[TASK INSTRUCTIONS]
[1] Decide whether each statement agrees with the meeting thread, answering yes or no and quoting the words of the thread that settle it: (a) The meeting will be held at Texas Aquatics in Richland Hills. (b) Anyone who attends may take part in the door prize drawings and the plant swap. (c) The 2018 annual membership costs $25.
[2] Copy the meeting thread from "DFW-APC members will" to "for more details..", swapping "email" for "newsletter".

-- START OF SOURCE EXCERPT --

# DFW Aquatic Plant Club Meeting 1 P.M. January 27, 2018



## bsboust (Nov 26, 2014)

A DFW Aquatic Plant Club meeting will be held on Saturday January 27th at Texas Aquatics located at 6908 Baker Blvd in Richland Hills. 
The meeting will be from 1-3 p.m and we will discuss the meeting schedule for 2018 along with plans for the website and social media. The 2018 $20 annual membership is now due and is payable at the meeting or through paypal to Treasurer Mike Herod (Crownman). 
Drawings for door prizes and the plant swap will be held at the end of the meeting and both are limited to DFW-APC members. Please bring drinks or a snack to share and be sure to sign in when you arrive as the numbered signature sheet will be used to award door prizes.
DFW-APC members will receive an email with meeting details. For others wishing to attend please feel free to show up and attend the meeting or contact bsboust or Crownman for more details..


Brad Boustead (bsboust) 
Secretary: DFW Aquatic Plant Club


----------



## CrownMan (Sep 12, 2005)

I will be tearing down my 7 gallon cube and donating a lot of endlers for anyone that wants them. That tank is wall to wall and top to bottom filled up with a single species of Bucephalandra that I plan on using for door prizes. I will also bring a bunch of Crypts, some Bolbitis, a few stems of Bylxa Japonica and Bacopa Caroliniana. Hope the weather cooperates as I have quite a few trimmings to bring.

If anyone wants some Endlers or a trio of Red Wag Swords, pm me and I'll bag some with your name on it. I have 2 or 3 trios of swords to bring.


----------



## DaTrueDave (Dec 28, 2003)

I would be interested in a trio of Swords, but only if other club members don't want them. They should do fine with my ol' gourami. I've never had Endlers before, think they'd hold their own with a big ol' gourami?

I'll have my CO2 up and running on my 55 gallon by then, so I'll be looking for whatever plant trimmings I can get (fast growers, especially).


----------



## stmarshall (Jan 24, 2012)

i can take a few trios of endlers and swords


----------



## MoldyMayo (May 18, 2015)

Looking forward to it!


----------



## fishyjoe24 (May 18, 2010)

Anubias nano petite if any one has some to spare.


----------



## SilentlyAudible (Nov 9, 2017)

-- END OF SOURCE EXCERPT --
-- START OF GIVEN DATA --

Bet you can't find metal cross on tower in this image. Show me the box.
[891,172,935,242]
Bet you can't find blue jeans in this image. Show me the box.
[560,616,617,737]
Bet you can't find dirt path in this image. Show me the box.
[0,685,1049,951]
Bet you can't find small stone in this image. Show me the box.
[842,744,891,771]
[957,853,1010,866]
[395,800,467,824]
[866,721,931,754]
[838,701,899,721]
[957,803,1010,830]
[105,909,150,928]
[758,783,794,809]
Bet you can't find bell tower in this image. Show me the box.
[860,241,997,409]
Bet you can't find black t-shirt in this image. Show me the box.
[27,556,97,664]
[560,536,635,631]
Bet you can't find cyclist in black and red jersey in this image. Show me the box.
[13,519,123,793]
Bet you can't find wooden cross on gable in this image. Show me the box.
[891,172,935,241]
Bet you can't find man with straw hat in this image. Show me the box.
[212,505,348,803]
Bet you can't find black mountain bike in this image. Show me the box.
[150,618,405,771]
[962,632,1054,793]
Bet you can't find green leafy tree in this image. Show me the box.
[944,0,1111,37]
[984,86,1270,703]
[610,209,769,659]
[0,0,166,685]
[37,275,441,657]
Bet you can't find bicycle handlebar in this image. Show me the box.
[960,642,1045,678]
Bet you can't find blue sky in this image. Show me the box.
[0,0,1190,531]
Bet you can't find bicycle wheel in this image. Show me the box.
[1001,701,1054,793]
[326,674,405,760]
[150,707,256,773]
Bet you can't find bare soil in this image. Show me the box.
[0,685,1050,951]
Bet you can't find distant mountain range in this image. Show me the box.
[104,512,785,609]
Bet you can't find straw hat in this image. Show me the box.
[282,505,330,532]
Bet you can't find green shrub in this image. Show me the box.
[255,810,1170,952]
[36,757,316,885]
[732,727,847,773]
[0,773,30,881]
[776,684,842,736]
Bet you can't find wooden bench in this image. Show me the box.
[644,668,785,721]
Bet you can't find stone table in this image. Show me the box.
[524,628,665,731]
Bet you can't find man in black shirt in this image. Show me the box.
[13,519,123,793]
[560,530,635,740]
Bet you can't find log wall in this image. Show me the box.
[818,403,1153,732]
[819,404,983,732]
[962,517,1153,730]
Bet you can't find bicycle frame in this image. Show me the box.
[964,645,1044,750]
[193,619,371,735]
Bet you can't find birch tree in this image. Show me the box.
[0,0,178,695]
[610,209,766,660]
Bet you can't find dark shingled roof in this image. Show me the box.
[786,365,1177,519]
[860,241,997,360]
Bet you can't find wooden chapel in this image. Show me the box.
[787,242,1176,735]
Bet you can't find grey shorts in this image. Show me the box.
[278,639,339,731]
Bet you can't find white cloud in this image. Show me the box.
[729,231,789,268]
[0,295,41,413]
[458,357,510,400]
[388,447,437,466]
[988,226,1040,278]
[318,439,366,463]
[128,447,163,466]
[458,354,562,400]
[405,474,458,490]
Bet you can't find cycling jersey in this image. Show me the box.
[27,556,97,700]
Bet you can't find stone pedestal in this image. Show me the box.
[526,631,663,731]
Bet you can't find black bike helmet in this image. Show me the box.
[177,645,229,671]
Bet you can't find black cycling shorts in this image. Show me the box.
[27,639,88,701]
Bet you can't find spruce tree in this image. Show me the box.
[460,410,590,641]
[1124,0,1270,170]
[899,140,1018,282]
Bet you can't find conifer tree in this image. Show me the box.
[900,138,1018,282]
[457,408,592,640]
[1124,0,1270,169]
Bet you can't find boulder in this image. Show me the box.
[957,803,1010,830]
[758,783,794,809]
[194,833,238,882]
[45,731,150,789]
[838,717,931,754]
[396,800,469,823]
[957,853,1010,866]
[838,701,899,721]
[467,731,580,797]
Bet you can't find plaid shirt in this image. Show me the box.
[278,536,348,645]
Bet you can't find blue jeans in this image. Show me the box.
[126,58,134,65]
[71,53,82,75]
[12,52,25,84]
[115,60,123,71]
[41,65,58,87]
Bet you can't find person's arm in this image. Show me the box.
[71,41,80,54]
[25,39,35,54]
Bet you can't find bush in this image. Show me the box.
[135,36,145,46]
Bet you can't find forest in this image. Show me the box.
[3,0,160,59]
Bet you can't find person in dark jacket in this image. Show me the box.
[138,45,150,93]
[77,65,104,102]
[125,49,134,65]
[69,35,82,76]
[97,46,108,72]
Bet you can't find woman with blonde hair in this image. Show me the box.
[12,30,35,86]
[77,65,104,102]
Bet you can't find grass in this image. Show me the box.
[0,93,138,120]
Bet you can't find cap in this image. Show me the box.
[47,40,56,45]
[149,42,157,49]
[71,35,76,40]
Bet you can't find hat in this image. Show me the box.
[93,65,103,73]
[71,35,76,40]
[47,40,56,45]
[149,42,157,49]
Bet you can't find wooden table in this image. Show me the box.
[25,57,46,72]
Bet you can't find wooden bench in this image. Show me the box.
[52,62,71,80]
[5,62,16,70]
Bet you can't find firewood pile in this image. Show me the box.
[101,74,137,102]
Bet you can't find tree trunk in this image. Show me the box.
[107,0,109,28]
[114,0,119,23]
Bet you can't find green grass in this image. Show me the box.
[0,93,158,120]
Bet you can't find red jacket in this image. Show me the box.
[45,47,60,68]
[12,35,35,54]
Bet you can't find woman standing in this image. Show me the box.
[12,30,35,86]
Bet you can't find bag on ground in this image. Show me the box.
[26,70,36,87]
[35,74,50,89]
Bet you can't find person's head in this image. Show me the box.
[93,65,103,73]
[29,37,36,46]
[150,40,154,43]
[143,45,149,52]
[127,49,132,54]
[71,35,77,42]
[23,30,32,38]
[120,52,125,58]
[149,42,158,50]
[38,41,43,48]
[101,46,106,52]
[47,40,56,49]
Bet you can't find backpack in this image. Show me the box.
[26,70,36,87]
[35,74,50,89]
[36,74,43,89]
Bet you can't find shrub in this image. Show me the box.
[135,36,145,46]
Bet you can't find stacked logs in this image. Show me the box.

-- END OF GIVEN DATA --

[FULL ANSWERS]
[1]
(a) Yes: "A DFW Aquatic Plant Club meeting will be held on Saturday January 27th at Texas Aquatics located at 6908 Baker Blvd in Richland Hills."
(b) No: "Drawings for door prizes and the plant swap will be held at the end of the meeting and both are limited to DFW-APC members."
(c) No: "The 2018 $20 annual membership is now due"

[2]
DFW-APC members will receive an newsletter with meeting details. For others wishing to attend please feel free to show up and attend the meeting or contact bsboust or Crownman for more details..